■ Work required:
The lines to copy are those in the records below that hold the word "sign".

Natural-language object grounding data
=== Begin Enclosure ===

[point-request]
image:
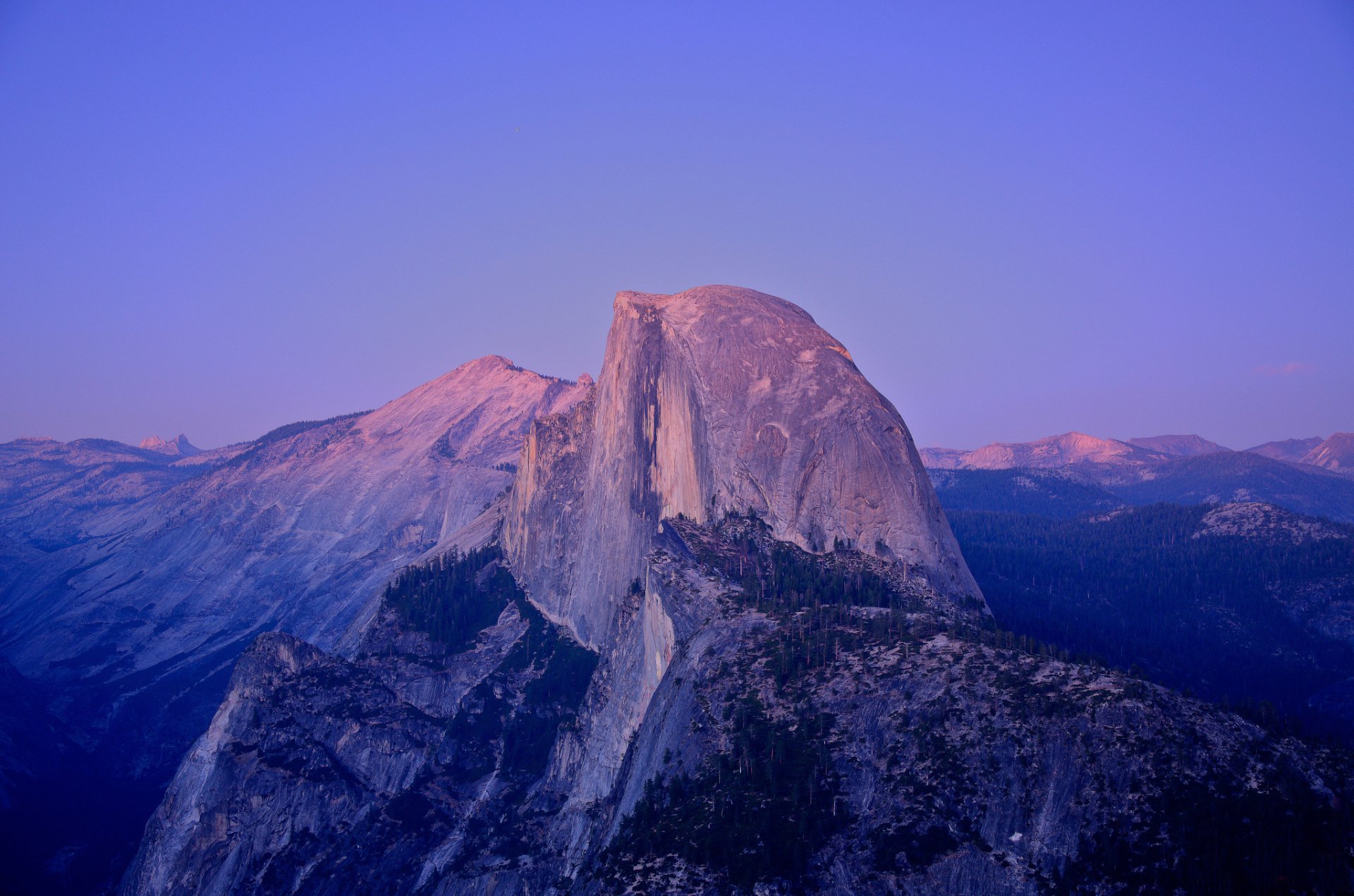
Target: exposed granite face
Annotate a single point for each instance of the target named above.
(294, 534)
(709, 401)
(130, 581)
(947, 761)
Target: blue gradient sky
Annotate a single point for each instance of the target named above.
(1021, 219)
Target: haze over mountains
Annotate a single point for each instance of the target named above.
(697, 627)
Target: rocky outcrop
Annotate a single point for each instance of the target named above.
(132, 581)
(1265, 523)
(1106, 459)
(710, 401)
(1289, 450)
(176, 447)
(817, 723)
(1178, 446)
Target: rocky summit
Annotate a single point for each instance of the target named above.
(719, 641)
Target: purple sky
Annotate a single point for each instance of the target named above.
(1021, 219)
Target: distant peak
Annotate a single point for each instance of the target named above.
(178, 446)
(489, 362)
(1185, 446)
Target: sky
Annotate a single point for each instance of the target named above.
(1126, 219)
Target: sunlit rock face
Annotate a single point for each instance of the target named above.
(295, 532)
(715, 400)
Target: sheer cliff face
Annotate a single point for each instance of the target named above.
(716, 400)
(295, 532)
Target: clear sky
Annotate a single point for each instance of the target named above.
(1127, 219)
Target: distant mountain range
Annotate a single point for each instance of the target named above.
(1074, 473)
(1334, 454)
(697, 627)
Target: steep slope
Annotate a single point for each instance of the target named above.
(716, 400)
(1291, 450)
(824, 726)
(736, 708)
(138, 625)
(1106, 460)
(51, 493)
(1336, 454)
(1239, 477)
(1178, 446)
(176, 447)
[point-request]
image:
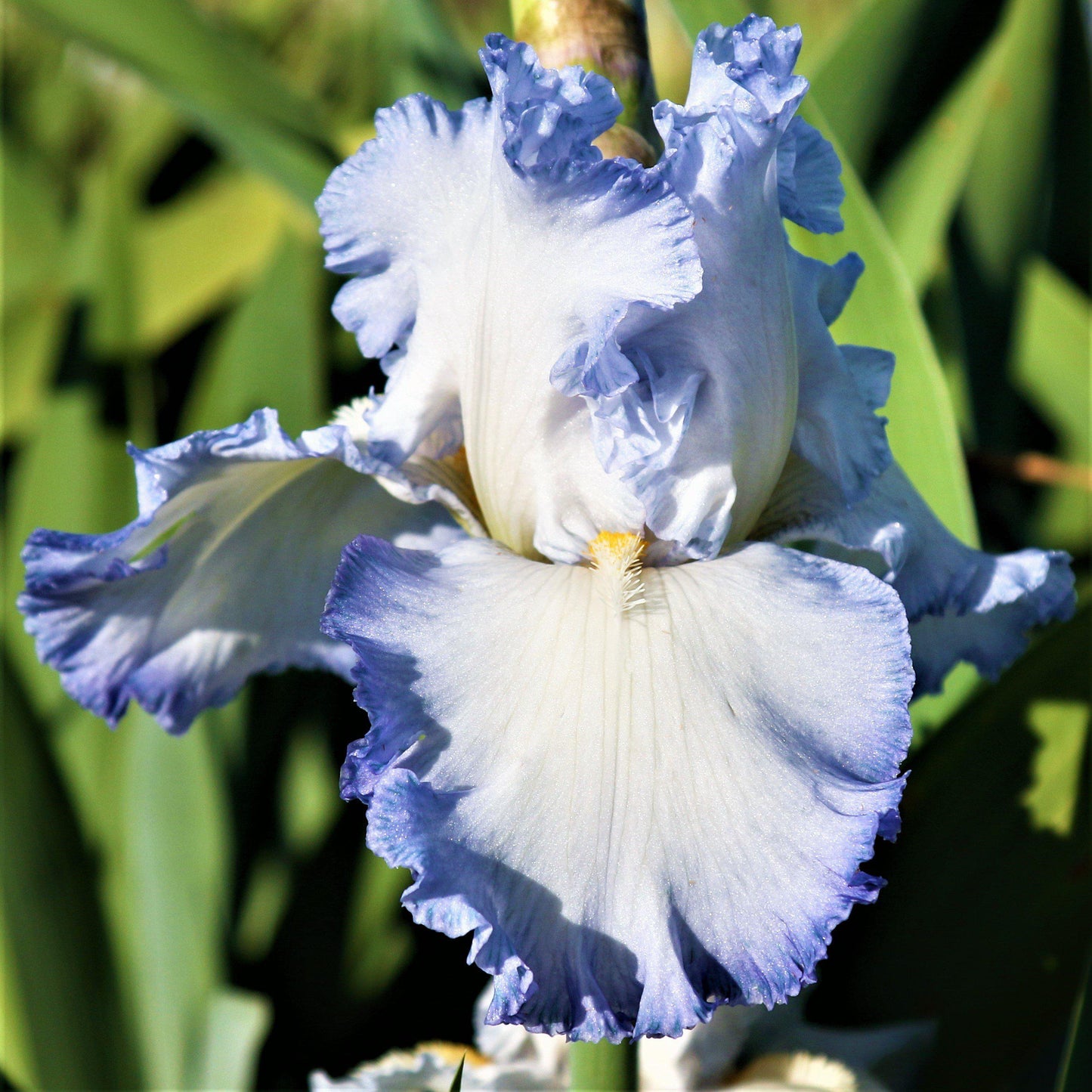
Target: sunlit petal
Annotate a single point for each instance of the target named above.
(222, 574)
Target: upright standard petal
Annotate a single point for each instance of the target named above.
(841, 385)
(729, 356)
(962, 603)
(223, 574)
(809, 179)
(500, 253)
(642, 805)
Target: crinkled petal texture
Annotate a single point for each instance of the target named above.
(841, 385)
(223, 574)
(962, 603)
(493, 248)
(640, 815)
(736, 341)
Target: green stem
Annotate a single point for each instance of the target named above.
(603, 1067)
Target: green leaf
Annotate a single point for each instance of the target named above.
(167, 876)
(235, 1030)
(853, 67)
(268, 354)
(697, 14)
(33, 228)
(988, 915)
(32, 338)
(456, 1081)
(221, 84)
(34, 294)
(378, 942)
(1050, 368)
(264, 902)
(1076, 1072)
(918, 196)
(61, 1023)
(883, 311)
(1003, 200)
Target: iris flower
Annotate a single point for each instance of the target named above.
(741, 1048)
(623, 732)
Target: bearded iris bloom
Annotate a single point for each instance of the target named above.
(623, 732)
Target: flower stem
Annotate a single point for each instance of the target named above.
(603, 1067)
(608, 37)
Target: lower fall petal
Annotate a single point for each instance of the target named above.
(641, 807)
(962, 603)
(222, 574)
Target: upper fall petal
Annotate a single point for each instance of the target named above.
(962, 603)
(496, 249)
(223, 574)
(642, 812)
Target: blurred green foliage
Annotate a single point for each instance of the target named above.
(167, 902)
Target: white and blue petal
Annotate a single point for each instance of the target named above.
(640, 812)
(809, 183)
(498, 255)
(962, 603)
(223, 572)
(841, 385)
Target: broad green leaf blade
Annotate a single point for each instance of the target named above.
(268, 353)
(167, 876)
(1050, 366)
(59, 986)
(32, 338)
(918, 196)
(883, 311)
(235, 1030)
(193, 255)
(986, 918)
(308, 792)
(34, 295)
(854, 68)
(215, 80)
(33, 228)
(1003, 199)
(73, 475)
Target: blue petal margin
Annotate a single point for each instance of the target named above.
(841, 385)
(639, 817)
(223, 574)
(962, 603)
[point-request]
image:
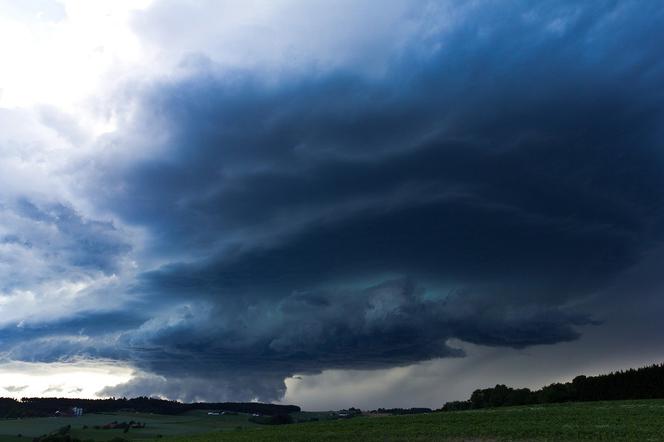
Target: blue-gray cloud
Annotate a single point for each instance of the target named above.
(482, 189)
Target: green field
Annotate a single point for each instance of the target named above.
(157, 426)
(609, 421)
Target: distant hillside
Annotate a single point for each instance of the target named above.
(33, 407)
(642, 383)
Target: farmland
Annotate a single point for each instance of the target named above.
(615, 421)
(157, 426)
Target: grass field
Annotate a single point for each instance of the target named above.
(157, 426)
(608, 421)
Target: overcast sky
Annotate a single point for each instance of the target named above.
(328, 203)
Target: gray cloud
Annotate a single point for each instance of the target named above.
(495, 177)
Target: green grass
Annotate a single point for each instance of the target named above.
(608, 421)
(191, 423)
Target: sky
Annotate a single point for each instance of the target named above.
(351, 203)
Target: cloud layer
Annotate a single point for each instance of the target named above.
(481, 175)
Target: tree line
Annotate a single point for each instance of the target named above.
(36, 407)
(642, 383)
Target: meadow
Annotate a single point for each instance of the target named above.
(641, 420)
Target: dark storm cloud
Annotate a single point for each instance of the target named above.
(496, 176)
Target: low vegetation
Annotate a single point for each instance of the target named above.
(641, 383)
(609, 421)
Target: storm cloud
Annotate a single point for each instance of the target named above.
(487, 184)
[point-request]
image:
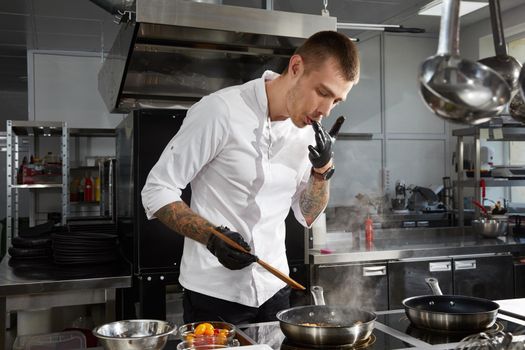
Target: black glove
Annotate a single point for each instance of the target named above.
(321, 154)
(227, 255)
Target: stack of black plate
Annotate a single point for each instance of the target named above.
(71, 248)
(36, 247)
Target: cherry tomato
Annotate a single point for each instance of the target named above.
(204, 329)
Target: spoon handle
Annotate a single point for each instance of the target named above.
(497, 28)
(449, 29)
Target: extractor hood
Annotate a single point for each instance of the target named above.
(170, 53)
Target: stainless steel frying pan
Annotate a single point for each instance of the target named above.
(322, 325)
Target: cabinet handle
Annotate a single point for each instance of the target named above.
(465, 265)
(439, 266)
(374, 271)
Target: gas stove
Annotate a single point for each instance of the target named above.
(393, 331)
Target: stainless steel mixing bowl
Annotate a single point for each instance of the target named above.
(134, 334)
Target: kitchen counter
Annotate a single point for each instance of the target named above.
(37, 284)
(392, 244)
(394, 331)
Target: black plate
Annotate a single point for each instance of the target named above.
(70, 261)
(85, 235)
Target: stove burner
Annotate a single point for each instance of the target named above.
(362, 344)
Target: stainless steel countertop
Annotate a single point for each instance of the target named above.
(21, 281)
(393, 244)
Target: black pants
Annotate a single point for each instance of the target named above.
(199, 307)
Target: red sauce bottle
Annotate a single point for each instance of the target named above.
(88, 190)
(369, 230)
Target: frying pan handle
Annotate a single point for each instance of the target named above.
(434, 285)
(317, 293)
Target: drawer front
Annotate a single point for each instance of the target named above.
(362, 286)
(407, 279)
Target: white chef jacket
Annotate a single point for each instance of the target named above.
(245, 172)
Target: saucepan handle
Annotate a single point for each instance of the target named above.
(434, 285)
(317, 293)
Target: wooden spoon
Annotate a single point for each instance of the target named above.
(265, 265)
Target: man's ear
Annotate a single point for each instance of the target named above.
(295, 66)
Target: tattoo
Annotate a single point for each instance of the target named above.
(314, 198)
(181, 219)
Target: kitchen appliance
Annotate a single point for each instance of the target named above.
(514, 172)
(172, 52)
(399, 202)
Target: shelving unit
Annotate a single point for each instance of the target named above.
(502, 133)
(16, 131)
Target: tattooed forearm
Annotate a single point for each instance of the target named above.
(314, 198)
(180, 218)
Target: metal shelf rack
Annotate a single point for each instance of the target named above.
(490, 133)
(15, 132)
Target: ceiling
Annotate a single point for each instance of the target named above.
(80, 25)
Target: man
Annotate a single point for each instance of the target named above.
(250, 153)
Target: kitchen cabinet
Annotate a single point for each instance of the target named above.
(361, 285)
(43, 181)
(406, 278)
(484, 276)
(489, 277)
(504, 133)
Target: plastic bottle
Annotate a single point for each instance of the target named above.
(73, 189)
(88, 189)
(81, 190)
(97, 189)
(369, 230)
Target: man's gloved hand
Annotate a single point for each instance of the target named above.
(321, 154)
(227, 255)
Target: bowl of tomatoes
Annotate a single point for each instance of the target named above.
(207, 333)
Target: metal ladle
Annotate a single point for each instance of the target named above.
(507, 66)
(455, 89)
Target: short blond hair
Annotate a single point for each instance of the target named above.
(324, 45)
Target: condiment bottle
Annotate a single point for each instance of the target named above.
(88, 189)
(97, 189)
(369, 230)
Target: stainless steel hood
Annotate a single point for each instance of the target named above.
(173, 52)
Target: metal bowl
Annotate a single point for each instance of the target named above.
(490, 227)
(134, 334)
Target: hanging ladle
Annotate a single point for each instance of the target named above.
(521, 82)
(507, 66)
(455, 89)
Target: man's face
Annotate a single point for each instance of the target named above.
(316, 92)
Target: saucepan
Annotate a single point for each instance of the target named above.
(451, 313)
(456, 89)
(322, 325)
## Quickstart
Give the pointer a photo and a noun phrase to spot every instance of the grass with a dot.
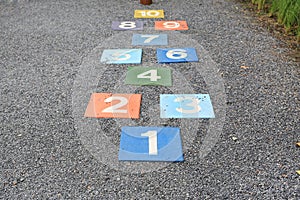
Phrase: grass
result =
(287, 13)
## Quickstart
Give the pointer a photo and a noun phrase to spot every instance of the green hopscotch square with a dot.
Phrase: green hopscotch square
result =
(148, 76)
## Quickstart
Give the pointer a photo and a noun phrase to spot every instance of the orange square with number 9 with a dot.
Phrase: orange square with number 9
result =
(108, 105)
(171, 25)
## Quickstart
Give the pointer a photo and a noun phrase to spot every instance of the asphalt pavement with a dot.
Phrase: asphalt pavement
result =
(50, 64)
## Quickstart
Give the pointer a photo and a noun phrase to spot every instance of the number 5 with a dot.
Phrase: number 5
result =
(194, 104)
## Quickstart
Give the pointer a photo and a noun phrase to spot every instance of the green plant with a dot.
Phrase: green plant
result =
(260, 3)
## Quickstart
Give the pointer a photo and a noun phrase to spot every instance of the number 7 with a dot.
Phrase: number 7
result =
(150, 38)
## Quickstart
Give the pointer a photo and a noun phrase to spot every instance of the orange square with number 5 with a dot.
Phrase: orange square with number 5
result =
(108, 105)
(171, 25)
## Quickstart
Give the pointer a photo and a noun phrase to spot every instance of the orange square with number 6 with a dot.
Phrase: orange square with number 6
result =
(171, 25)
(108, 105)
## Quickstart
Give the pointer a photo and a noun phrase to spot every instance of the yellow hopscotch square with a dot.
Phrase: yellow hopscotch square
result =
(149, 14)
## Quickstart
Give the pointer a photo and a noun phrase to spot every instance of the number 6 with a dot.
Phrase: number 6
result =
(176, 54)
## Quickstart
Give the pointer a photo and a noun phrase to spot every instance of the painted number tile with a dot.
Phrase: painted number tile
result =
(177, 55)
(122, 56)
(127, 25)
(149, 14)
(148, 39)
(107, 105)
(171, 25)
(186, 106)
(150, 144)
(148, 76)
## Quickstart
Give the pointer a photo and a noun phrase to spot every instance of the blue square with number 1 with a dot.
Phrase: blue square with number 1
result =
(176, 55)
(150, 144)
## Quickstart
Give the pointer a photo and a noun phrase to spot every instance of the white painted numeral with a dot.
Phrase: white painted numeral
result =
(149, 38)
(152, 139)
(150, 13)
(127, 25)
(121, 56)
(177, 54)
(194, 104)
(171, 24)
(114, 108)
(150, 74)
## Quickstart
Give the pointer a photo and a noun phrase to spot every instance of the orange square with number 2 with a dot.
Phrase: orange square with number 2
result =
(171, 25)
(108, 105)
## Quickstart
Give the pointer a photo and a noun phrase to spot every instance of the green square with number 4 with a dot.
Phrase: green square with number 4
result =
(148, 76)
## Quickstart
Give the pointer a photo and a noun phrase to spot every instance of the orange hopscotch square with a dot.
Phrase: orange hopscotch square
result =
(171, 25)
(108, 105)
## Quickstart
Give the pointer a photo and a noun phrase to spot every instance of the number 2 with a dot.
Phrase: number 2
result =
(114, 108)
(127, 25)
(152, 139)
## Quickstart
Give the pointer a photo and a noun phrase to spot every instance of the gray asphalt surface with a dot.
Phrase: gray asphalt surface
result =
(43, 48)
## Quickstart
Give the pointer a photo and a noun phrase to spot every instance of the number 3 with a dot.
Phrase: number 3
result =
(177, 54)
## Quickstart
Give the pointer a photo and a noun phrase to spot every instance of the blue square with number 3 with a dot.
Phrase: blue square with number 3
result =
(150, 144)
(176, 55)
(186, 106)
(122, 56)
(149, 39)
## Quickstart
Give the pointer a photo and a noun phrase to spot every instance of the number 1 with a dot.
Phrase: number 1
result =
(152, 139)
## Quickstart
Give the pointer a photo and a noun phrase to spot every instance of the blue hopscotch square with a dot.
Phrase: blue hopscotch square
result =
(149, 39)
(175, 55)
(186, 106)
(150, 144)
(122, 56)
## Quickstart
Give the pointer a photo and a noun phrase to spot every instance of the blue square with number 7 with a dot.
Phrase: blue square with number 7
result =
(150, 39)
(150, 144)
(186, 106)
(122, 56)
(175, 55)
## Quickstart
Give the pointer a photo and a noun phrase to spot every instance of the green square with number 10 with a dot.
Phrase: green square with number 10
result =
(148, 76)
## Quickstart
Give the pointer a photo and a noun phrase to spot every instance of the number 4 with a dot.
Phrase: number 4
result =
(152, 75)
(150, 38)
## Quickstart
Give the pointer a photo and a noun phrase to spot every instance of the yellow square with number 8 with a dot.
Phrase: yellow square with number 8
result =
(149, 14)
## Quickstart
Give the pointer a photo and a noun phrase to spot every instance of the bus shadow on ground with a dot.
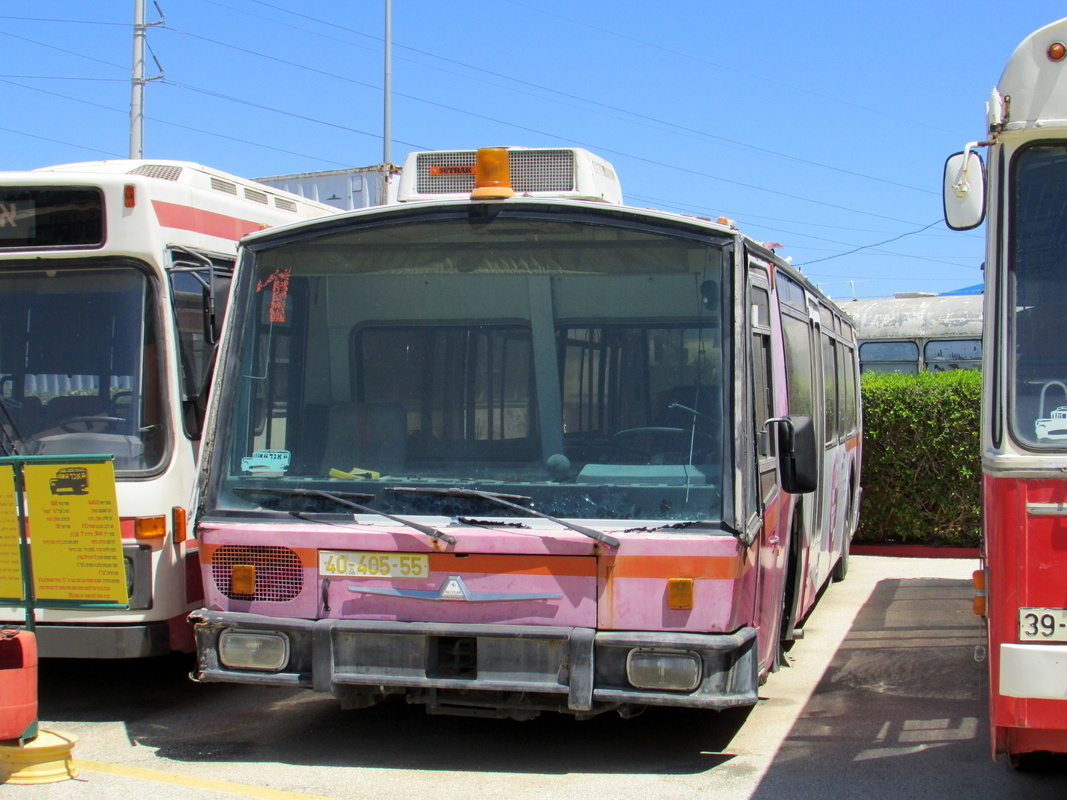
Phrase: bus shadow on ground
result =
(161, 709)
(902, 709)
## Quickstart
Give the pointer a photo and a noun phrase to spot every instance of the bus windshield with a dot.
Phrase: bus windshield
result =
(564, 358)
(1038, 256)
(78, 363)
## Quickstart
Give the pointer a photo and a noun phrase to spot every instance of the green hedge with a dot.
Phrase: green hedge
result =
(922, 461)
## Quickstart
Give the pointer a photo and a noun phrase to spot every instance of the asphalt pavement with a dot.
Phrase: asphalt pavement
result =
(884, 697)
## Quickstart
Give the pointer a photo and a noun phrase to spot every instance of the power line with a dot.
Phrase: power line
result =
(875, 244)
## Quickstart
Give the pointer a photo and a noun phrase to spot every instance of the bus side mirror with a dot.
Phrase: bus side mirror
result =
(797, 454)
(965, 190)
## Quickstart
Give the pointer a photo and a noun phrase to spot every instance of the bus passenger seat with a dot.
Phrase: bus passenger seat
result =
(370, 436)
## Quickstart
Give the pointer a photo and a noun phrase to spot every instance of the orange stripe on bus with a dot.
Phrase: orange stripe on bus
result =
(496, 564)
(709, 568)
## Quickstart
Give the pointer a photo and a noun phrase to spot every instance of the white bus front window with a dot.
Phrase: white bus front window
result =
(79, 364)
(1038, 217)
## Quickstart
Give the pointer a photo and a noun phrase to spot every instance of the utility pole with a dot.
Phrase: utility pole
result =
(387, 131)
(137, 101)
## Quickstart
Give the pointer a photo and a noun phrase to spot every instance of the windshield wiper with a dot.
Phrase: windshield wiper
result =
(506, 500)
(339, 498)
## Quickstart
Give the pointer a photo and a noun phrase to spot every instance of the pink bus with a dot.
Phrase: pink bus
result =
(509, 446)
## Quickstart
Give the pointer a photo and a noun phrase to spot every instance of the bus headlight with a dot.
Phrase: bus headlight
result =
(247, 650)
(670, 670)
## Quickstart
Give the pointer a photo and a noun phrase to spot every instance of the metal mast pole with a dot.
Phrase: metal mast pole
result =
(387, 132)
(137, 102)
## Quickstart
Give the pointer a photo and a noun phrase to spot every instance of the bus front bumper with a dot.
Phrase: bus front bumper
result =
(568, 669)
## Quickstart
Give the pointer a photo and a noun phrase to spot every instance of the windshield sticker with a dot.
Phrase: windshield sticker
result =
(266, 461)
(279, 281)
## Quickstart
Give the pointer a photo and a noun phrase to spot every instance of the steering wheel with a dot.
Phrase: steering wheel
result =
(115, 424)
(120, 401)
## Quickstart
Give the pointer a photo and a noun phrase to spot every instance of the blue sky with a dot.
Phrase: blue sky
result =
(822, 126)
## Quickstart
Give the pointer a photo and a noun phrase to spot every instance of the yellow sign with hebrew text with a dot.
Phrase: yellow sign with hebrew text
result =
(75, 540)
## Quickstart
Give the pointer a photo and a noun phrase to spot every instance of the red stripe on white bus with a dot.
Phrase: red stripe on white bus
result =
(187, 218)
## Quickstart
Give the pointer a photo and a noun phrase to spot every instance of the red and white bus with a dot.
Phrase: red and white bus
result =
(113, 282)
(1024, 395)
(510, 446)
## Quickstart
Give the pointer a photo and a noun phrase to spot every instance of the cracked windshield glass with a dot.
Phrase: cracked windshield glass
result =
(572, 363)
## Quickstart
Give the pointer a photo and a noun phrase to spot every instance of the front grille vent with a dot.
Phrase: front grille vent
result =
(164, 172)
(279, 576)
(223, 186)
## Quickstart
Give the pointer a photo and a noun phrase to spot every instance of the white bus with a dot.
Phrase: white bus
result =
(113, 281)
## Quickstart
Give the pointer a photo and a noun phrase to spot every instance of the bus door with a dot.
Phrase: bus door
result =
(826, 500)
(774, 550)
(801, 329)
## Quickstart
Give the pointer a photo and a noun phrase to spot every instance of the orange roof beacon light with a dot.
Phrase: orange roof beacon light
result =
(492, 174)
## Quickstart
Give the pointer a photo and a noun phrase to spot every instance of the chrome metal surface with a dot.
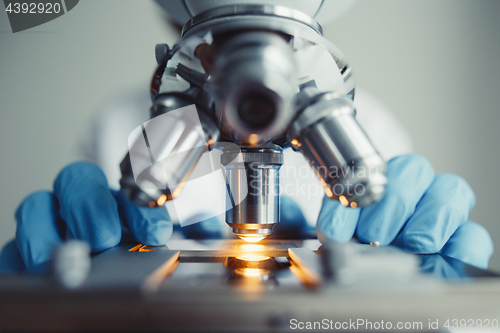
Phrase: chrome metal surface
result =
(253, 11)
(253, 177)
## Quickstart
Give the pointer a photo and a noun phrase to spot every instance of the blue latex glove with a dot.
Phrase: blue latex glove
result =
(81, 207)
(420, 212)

=== End Enclosure ===

■ Answer to this problem:
Give the pointer a photo and a noun phrase to spot every instance of the yellow sign with hebrew text with a dot.
Phrase: yellow sign with hebrew text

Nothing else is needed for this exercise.